• Assigned task:
Will you write out all the entries below exactly?

(Natural-language object grounding data)
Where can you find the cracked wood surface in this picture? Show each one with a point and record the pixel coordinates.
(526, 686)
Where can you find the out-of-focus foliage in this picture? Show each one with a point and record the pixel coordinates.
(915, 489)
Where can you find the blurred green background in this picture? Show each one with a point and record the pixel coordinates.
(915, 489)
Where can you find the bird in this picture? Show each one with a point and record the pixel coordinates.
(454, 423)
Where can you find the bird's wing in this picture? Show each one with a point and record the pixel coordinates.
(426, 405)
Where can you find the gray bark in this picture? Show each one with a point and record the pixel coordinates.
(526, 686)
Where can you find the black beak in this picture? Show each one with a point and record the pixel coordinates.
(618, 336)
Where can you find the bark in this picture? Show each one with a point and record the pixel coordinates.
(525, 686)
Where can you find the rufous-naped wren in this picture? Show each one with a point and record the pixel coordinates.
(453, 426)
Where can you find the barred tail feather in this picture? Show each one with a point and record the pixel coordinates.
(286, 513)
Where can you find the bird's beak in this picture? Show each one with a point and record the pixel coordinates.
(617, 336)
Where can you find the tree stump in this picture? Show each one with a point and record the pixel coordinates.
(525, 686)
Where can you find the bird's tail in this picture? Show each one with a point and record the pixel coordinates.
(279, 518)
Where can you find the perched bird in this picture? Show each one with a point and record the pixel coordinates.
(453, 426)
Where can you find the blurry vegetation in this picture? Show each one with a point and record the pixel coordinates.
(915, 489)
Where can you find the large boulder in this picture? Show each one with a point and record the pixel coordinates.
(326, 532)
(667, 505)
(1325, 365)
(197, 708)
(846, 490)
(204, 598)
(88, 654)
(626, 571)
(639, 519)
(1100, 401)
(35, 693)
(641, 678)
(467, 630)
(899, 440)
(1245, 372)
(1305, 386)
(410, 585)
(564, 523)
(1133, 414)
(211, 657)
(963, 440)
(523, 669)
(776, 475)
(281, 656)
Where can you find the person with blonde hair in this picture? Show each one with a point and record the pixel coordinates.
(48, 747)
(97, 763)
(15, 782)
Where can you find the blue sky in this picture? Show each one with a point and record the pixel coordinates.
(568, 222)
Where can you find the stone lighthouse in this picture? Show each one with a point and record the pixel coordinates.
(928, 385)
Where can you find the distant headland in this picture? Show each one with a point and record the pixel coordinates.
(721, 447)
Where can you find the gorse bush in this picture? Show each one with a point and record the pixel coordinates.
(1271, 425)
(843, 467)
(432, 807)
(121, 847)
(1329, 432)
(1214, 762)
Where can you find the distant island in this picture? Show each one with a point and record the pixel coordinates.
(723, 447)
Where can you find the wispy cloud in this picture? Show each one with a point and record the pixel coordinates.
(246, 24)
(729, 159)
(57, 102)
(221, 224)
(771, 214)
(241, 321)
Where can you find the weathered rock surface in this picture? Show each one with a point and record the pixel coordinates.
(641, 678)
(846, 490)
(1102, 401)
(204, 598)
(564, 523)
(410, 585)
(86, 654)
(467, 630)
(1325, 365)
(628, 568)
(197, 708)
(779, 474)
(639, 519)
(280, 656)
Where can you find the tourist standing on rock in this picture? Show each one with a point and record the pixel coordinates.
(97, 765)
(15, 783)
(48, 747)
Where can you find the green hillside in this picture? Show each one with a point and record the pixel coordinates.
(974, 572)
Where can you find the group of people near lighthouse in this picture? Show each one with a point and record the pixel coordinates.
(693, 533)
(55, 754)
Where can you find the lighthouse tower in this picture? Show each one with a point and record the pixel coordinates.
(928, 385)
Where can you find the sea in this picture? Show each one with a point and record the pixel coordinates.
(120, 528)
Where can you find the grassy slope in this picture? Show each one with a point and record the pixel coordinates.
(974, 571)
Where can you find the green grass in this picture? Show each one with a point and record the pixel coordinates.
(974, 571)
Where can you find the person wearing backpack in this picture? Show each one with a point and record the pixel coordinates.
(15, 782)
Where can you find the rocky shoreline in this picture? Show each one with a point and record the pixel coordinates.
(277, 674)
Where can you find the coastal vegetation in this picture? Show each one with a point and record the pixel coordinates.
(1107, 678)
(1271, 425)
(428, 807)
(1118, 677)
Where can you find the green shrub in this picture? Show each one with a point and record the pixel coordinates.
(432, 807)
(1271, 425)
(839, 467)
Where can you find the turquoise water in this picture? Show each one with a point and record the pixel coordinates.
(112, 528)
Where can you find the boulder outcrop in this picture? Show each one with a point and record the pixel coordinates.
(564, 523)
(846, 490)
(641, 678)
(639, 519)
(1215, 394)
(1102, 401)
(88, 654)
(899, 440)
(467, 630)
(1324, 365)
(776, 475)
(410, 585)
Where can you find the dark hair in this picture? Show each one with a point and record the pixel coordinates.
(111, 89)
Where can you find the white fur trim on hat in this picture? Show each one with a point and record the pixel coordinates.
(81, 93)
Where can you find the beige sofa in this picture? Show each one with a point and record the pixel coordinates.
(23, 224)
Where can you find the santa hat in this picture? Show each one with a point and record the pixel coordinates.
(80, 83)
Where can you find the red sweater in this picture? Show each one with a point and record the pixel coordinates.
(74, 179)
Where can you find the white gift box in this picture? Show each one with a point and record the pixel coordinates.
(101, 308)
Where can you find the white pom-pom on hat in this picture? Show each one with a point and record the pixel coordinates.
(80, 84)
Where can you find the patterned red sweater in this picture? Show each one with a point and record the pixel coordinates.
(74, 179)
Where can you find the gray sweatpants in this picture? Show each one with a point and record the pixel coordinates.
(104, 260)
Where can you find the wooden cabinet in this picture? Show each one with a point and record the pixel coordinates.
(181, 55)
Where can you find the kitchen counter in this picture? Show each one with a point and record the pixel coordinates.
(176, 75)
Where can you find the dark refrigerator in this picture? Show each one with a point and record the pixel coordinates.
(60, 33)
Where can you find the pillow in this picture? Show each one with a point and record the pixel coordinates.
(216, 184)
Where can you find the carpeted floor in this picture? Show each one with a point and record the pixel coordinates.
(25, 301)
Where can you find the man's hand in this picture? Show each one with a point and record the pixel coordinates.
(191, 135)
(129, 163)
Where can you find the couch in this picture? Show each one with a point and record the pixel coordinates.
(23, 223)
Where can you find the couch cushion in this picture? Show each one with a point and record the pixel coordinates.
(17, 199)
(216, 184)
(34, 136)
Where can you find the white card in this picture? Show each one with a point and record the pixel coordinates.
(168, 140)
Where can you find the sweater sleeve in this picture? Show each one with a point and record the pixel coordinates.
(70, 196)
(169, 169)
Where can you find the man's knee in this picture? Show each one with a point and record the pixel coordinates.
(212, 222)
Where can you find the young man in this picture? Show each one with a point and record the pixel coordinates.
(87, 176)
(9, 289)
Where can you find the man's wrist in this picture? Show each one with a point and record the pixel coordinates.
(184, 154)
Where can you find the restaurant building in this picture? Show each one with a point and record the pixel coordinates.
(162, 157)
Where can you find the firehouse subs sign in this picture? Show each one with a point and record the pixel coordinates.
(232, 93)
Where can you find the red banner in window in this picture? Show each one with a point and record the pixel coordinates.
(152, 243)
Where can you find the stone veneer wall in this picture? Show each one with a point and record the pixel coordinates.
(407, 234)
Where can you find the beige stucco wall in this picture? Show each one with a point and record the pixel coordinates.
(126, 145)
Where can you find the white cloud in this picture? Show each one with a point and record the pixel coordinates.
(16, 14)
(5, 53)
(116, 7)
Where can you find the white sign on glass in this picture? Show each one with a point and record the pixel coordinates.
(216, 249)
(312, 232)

• Solution:
Where can you find the cracked wood surface in this picture? Show each one with a point and record the pixel coordinates.
(526, 686)
Where can you find the out-of-focus foliage in this picture? Show each one with a point and record the pixel coordinates.
(915, 489)
Where can you find the blurred green background in this picture? Show each one with a point and record the pixel coordinates.
(915, 489)
Where can you find the bird in this picture? Show each one with a point and record the pixel coordinates.
(454, 423)
Where can you find the bird's wing in this picture? Show each one with a point and record the pixel coordinates.
(426, 405)
Where can you find the gray bark in this picture? Show each one with a point and record the pixel coordinates.
(526, 686)
Where can you find the black beak in this picture? Show each one with a point and record the pixel coordinates.
(618, 336)
Where can you find the bark in this picture? Show each one with a point and record the pixel coordinates.
(525, 686)
Where can you find the rufous-naped wren in this picture? Show each one with a point and record the pixel coordinates.
(453, 426)
Where can you find the barred tail feather in this picture? Show each one with a point and record the pixel coordinates.
(286, 513)
Where can you find the bird's beak in this picture? Show each one with a point and record the pixel coordinates.
(617, 336)
Where can you find the tree stump in this picture? Show each one with a point and record the pixel coordinates.
(525, 686)
Where can you find the bird's tail in this picture? Show each one with a point and record the pixel coordinates.
(279, 518)
Where can you find the perched bird in this picture? Show each one with a point and record the pixel coordinates.
(453, 426)
Where can you find the blurry vegetation in this picture? Show each one with a point and record the pixel coordinates.
(915, 489)
Where can you find the large boulder in this picture? Show each one with a point and record the pixel coordinates.
(326, 532)
(667, 505)
(1325, 365)
(197, 708)
(846, 490)
(204, 598)
(88, 654)
(626, 571)
(639, 519)
(1100, 401)
(35, 693)
(641, 678)
(467, 630)
(899, 440)
(1245, 372)
(1305, 386)
(410, 585)
(564, 523)
(1133, 414)
(211, 657)
(963, 440)
(523, 669)
(776, 475)
(281, 656)
Where can you find the person with blonde hair in this picture? Show each one with a point and record the pixel coordinates.
(48, 747)
(97, 763)
(15, 782)
Where can you find the blue sky in this picture? Show each one with a point and record the pixel coordinates.
(568, 222)
Where can you find the stone lighthouse in this picture? Show each one with a point and record the pixel coordinates.
(928, 385)
Where can you find the distant headland in this picture? Show each one with a point and record the pixel coordinates.
(721, 447)
Where can you find the gorse bush in this picture? Show each one with a point and record the pixel coordinates.
(1271, 425)
(843, 467)
(432, 807)
(121, 847)
(1329, 432)
(1214, 762)
Where can you find the distant island in this picture? Show each one with a point and record the pixel coordinates.
(723, 447)
Where can you find the wispy cloud in this picture? Show each one with a point and record the pixel coordinates.
(246, 24)
(729, 159)
(57, 102)
(221, 224)
(771, 214)
(241, 321)
Where can you find the weathered rock surface in this picture? Show each one with a point and record the pixel coordinates.
(641, 678)
(846, 490)
(1102, 401)
(204, 598)
(564, 523)
(410, 585)
(86, 654)
(467, 630)
(1325, 365)
(628, 568)
(197, 708)
(779, 474)
(639, 519)
(280, 656)
Where can you find the tourist standing on rock in this picture? Show each one with a point and record the pixel coordinates.
(97, 765)
(15, 783)
(48, 747)
Where can you find the green hillside in this picture? Show each one with a point and record the pixel coordinates.
(974, 572)
Where can you find the group of people near lighthouse in this picture? Show each one with a point and record the pixel coordinates.
(693, 533)
(55, 754)
Where can you find the lighthouse tower in this picture? Show each one with a point and record the pixel coordinates.
(928, 385)
Where can you find the sea in this picture? Show each one with a point and record the pixel coordinates.
(120, 528)
Where can you find the grassy slope in this picture? Show each one with a point and record the pixel coordinates.
(974, 571)
Where can you find the green grass in this picture? Show each one with a point and record the pixel coordinates.
(974, 571)
Where can you find the person wearing backpack in this picture? Show each one with a point and record the pixel coordinates.
(15, 782)
Where can you find the rocky shoreline in this picture? Show each one with a point and record the pixel coordinates.
(277, 674)
Where can you find the coastal vegetation in this picture? Show each one with a point and record the pixel coordinates.
(1107, 678)
(1271, 425)
(428, 807)
(1118, 677)
Where can you find the green shrub in this picture? Show each one with a point and record the pixel coordinates.
(432, 807)
(1271, 425)
(839, 467)
Where can you find the turquoise water in this picture? Show each one with a point and record the pixel coordinates.
(112, 528)
Where can you find the boulder outcrop in this picture? Show each one with a point and record the pixel coordinates.
(564, 523)
(846, 490)
(641, 678)
(639, 519)
(1215, 394)
(1102, 401)
(88, 654)
(899, 440)
(467, 630)
(1324, 365)
(776, 475)
(410, 585)
Where can you find the dark hair in this picture? Show each one with a point and record the pixel coordinates.
(111, 89)
Where can you find the white fur trim on hat in this picture? Show each one with a point and record the pixel coordinates.
(81, 93)
Where can you find the beige sofa in this picture? Show each one with a point and record the pixel coordinates.
(23, 224)
Where can you find the santa hat in this picture? Show each one with a point and record the pixel coordinates.
(80, 83)
Where can you find the red sweater in this picture? Show each one with a point and record the pixel coordinates.
(74, 179)
Where can you find the white gift box in this picture? Show each one with a point and record the pixel coordinates.
(101, 308)
Where can you find the white pom-pom on hat in this picture? Show each one with a point and record the pixel coordinates.
(80, 84)
Where can you find the patterned red sweater in this picture? Show each one with a point and record the pixel coordinates.
(74, 179)
Where can you find the gray sweatpants in this picture? Show each one with a point and record the pixel coordinates.
(104, 260)
Where can you find the wooden cabinet in this picture? Show each one with a point and record the pixel coordinates.
(181, 55)
Where can you find the kitchen counter in this picture? Show each one with a point and record the pixel coordinates.
(176, 75)
Where can you find the dark refrigerator in this picture? Show each one with a point and record the pixel coordinates.
(60, 33)
Where can you find the pillow in this picture? Show each one with a point and record the pixel coordinates.
(216, 184)
Where can you find the carpeted floor in this picture? Show each one with a point and record the pixel coordinates.
(25, 301)
Where can you find the man's hand in this picture? Show each one with a point and record the pixel coordinates.
(191, 135)
(129, 163)
Where can you find the couch in this picture? Show each one with a point and record the pixel coordinates.
(23, 223)
Where can you find the couch cushion in this picture? Show each one with a point and record the pixel coordinates.
(17, 199)
(216, 184)
(34, 136)
Where can you find the white card in this picture? Show each one with a point and record the pixel coordinates.
(168, 140)
Where can you find the sweater sleeve in this picture? Show each one with a point and record the pixel coordinates.
(70, 196)
(169, 169)
Where can you find the man's knee in this picture? Show each one with a point and record the pixel coordinates.
(212, 222)
Where can you find the young man in this picture? Show each one with a point and record the pixel coordinates.
(87, 176)
(9, 289)
Where can you find the man's wrist in this picture? Show each one with a point and record the pixel coordinates.
(184, 154)
Where can you find the restaurant building in this picture? Show each one with a point and record the pixel coordinates.
(162, 157)
Where can you find the firehouse subs sign in this picture? Show each one with a point and record the pixel coordinates.
(232, 93)
Where can you find the red banner in window in this picture? Show each one with a point and record the pixel coordinates.
(152, 243)
Where can you find the stone veneer wall in this picture? Show each one with a point and record the pixel coordinates.
(407, 234)
Where can you find the beige stucco wall in this picture? Show each one with a point and record the pixel coordinates.
(126, 145)
Where can you find the white cloud in this picture? Show each one with a point and record the pixel coordinates.
(16, 14)
(5, 53)
(116, 7)
Where can you find the white sign on glass in this picture? Show each one with a point and record the pixel coordinates.
(216, 249)
(312, 232)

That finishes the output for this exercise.